> **Required action**
From the abstract on single-cell transcriptomics below, list every literature citation, each given as author and year.

> **Selected passage**
Description
Prioritizing biology based on single-cell transcriptomics
Pascal Timshel, Tune H. Pers
The Novo Nordisk Foundation Center for Basic Metabolic Research, University of Copenhagen
Background: A key challenge for gaining biological insights from genetic associations is to identify which genes and pathways explain the associations. We have previously shown that reconstituted gene sets augment biological interpretation of genome-wide association studies (GWAS; Pers, 2015). ‘Reconstituted gene sets’ are based on multi-tissue expression data and comprise probabilities of each gene’s membership for a given pathway. However, a remaining major limitation is that these gene sets are not tissue or cell type specific.
Methods: We introduce DEPICT for single-cell (DEPICT-sc), which uses single-cell gene expression data to more accurately highlight enriched pathways. We learn robust ‘single-cell transcriptional components’ (scTC) from single-cell transcriptomic data by applying matrix decomposition models on data from >20,000 cells, comprising neuronal and metabolic cell-types (Lake, 2016; Macosko, 2015; Baron, 2016). Then we use the scTCs and >14,000 predefined gene sets to construct reconstituted gene sets.
Results: We show that scTCs reflect genuine biological differences between cell-types. We show that the top scTCs enrich for relevant cell-type biology, e.g. ‘detection of light stimulus’ (P < 2.23 x 10-108) for retina cells, ‘insulin secretion’ (P < 6.11 x 10-28) for pancreatic cells and ‘GABAergic synaptic transmission’ (P < 1.85 x 10-22) for cerebral cortex cells. To illustrate the relevance of DEPICT-sc for gaining biological insights from genetic associations, we integrate the reconstituted gene sets with relevant GWAS data. E.g. for age-related macular degeneration we successfully prioritize ‘response to reactive oxygen’ (P < 1.25 x 10-10).
Conclusion: Our results suggest that single-cell gene expression data leads to more specific prioritization of likely etiologic gene sets and pathways. DEPICT-sc can easily be adapted to prioritize genes, pathways and cell types for other traits and diseases.

Stored entries:
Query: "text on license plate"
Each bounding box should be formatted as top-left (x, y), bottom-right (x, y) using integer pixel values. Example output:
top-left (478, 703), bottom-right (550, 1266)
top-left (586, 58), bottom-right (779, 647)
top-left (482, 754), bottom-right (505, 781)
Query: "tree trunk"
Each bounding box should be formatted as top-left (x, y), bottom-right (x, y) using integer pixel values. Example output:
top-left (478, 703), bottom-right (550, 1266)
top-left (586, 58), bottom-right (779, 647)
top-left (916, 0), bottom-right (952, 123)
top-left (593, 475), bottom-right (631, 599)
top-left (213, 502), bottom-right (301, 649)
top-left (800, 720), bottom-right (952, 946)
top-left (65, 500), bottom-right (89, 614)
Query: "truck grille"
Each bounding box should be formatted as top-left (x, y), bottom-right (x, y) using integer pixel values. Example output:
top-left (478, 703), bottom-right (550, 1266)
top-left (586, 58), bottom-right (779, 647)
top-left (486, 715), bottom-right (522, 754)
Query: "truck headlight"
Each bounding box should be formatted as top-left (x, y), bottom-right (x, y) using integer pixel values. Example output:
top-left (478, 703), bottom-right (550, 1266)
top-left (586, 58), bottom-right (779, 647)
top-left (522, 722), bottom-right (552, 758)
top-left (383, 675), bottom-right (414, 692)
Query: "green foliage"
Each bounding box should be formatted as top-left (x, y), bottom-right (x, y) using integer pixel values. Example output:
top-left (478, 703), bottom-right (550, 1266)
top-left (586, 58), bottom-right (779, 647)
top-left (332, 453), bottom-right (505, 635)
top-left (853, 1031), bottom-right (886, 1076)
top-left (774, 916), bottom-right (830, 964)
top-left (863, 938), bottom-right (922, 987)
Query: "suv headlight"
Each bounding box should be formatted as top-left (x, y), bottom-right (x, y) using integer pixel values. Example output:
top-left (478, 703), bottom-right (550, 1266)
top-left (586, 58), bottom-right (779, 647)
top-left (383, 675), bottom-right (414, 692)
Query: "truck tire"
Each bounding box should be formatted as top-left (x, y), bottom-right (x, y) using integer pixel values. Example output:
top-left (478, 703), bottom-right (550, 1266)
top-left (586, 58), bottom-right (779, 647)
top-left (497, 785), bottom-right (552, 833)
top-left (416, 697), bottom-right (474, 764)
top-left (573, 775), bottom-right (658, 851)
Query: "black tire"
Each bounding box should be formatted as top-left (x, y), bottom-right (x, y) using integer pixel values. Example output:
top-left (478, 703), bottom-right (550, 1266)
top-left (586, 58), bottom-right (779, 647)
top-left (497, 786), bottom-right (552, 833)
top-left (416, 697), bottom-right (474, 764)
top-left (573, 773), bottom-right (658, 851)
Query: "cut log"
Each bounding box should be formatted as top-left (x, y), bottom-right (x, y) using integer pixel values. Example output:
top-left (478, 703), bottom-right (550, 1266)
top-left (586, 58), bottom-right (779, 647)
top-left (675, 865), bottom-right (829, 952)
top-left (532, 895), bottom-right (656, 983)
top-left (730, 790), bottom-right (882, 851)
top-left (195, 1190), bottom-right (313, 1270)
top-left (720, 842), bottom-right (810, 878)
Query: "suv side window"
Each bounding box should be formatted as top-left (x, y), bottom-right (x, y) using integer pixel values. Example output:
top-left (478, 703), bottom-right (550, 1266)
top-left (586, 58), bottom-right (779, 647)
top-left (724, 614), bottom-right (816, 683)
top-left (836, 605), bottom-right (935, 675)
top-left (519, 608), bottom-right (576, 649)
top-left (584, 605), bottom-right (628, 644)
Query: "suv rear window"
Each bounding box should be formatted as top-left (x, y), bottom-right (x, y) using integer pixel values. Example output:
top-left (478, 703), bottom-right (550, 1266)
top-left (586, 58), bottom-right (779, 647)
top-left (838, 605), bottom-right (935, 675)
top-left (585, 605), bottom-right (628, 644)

> **Output for this task**
- Pers, 2015
- Lake, 2016
- Macosko, 2015
- Baron, 2016